**TRY IT**: Print, word for word, the opening line of the data below and every line after it through the line that contains "Target: branching coral", but not the pictures.

**RECORD SET**:
*** Block opens ***

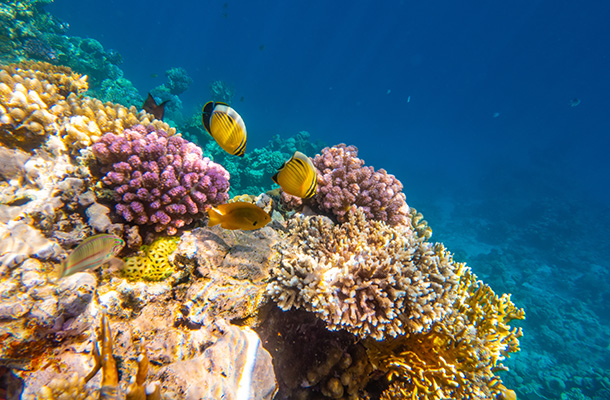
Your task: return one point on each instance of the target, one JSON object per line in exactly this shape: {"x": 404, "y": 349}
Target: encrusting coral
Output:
{"x": 344, "y": 182}
{"x": 153, "y": 264}
{"x": 366, "y": 277}
{"x": 159, "y": 180}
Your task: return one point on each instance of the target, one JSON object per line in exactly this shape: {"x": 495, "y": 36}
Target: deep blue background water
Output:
{"x": 467, "y": 103}
{"x": 344, "y": 71}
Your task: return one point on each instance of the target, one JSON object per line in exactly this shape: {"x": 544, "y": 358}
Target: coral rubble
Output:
{"x": 159, "y": 180}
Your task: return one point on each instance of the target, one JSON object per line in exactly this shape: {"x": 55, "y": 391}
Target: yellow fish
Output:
{"x": 298, "y": 176}
{"x": 238, "y": 215}
{"x": 90, "y": 253}
{"x": 226, "y": 126}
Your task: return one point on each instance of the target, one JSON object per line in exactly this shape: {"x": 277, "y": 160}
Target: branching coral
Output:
{"x": 153, "y": 264}
{"x": 344, "y": 182}
{"x": 459, "y": 356}
{"x": 159, "y": 180}
{"x": 38, "y": 99}
{"x": 27, "y": 93}
{"x": 364, "y": 276}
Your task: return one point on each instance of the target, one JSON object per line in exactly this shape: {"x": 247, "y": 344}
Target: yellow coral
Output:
{"x": 154, "y": 263}
{"x": 364, "y": 276}
{"x": 38, "y": 99}
{"x": 72, "y": 388}
{"x": 459, "y": 356}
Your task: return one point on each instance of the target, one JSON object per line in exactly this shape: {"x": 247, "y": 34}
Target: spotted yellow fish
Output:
{"x": 226, "y": 126}
{"x": 298, "y": 176}
{"x": 238, "y": 215}
{"x": 90, "y": 253}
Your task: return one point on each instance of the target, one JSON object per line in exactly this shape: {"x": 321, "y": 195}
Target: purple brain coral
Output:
{"x": 159, "y": 180}
{"x": 344, "y": 181}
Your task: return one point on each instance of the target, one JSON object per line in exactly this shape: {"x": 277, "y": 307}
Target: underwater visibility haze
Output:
{"x": 304, "y": 199}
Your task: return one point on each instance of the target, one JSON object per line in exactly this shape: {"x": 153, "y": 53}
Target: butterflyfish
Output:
{"x": 238, "y": 215}
{"x": 151, "y": 106}
{"x": 298, "y": 176}
{"x": 226, "y": 126}
{"x": 90, "y": 253}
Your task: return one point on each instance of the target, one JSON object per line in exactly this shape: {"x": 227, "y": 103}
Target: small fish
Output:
{"x": 90, "y": 253}
{"x": 575, "y": 102}
{"x": 297, "y": 176}
{"x": 151, "y": 106}
{"x": 238, "y": 215}
{"x": 226, "y": 126}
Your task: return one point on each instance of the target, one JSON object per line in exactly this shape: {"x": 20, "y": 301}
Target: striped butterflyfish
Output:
{"x": 298, "y": 176}
{"x": 226, "y": 126}
{"x": 90, "y": 253}
{"x": 238, "y": 215}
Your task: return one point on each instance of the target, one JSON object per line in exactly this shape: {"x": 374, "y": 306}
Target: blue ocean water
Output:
{"x": 494, "y": 115}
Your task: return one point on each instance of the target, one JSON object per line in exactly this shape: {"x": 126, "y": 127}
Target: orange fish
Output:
{"x": 226, "y": 126}
{"x": 238, "y": 215}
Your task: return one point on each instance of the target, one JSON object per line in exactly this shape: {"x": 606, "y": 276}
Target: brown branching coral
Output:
{"x": 459, "y": 356}
{"x": 364, "y": 276}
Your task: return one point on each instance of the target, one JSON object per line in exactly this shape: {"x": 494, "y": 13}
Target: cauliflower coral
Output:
{"x": 159, "y": 180}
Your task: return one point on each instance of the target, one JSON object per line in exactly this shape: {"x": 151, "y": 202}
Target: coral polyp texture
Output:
{"x": 38, "y": 100}
{"x": 459, "y": 356}
{"x": 364, "y": 276}
{"x": 28, "y": 91}
{"x": 344, "y": 181}
{"x": 159, "y": 180}
{"x": 153, "y": 264}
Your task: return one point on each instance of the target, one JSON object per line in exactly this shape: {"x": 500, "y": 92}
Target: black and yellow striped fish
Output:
{"x": 226, "y": 126}
{"x": 298, "y": 176}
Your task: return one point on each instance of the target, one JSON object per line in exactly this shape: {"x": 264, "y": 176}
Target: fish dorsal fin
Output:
{"x": 208, "y": 108}
{"x": 297, "y": 176}
{"x": 228, "y": 129}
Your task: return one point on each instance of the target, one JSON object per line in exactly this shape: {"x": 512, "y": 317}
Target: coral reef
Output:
{"x": 236, "y": 366}
{"x": 38, "y": 99}
{"x": 252, "y": 173}
{"x": 344, "y": 182}
{"x": 364, "y": 276}
{"x": 384, "y": 312}
{"x": 153, "y": 263}
{"x": 159, "y": 180}
{"x": 459, "y": 357}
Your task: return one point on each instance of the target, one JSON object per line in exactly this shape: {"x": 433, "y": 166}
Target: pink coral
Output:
{"x": 159, "y": 180}
{"x": 344, "y": 181}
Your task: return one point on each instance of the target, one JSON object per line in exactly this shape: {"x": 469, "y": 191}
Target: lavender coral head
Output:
{"x": 344, "y": 181}
{"x": 159, "y": 180}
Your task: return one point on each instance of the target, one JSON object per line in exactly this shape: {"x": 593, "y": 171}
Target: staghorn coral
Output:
{"x": 459, "y": 356}
{"x": 159, "y": 180}
{"x": 364, "y": 276}
{"x": 153, "y": 264}
{"x": 344, "y": 182}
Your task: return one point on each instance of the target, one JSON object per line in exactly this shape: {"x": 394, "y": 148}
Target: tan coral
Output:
{"x": 38, "y": 99}
{"x": 459, "y": 356}
{"x": 364, "y": 276}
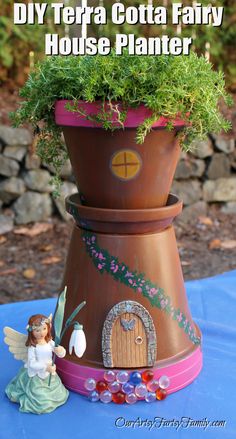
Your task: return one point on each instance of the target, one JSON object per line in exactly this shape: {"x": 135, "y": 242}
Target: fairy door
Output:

*** Block closes ***

**ANSWER TO THIS EXERCISE**:
Your task: return one point on each instance of the target, one JSON object per line in exactly this shape: {"x": 404, "y": 349}
Target: encrusting coral
Output:
{"x": 344, "y": 182}
{"x": 153, "y": 264}
{"x": 366, "y": 277}
{"x": 159, "y": 180}
Your task: return one point on each instance of the target, one JSON object per line in exactly this shape: {"x": 495, "y": 36}
Target: deep blue background water
Output:
{"x": 467, "y": 103}
{"x": 344, "y": 71}
Your task: return one point on each instance of the target, one JSON object per line in exactly this shape: {"x": 544, "y": 358}
Target: coral rubble
Output:
{"x": 159, "y": 180}
Your task: return one point on each instance of the target, one JSON object per line in exactly this shape: {"x": 55, "y": 391}
Target: yellow fish
Output:
{"x": 298, "y": 176}
{"x": 238, "y": 215}
{"x": 90, "y": 253}
{"x": 226, "y": 126}
Your task: return one point on each instance of the target, one JSON object per line in exactly this shape: {"x": 277, "y": 160}
Target: branching coral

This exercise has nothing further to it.